Check each line of the listing, and copy it if it contains the word "orange".

********************

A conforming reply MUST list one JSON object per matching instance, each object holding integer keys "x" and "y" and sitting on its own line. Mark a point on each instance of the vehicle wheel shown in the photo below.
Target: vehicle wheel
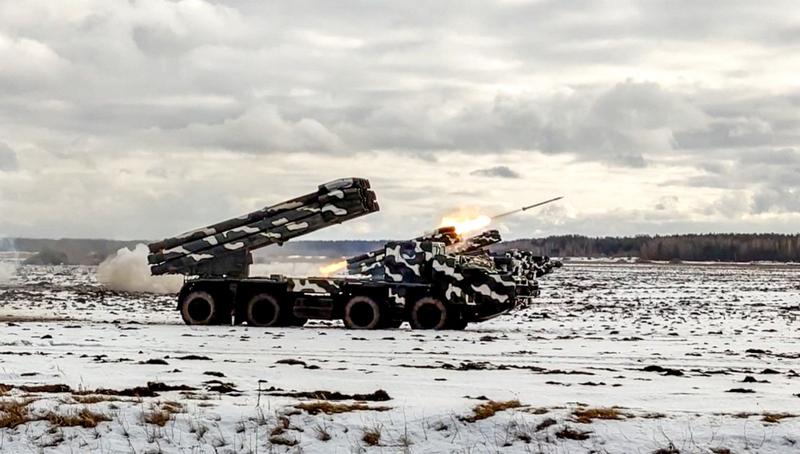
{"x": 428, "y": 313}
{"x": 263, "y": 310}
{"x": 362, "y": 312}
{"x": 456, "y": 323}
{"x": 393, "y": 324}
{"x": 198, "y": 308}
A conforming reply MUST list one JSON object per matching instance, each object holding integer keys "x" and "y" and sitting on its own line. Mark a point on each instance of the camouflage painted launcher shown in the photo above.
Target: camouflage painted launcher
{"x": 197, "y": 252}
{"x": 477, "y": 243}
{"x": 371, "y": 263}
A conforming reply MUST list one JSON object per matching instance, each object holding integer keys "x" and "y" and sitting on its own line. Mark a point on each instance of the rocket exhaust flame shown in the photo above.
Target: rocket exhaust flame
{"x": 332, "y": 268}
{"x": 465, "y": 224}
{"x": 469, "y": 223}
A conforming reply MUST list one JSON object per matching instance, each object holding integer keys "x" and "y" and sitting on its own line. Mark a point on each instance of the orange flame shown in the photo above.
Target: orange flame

********************

Written reply:
A conforming reply MUST list one JSON object per matching instance, each object holding integer keys "x" and "y" and sitting on its own line. Mark a point on each instance of the orange flame shown in the photo above.
Target: orange flame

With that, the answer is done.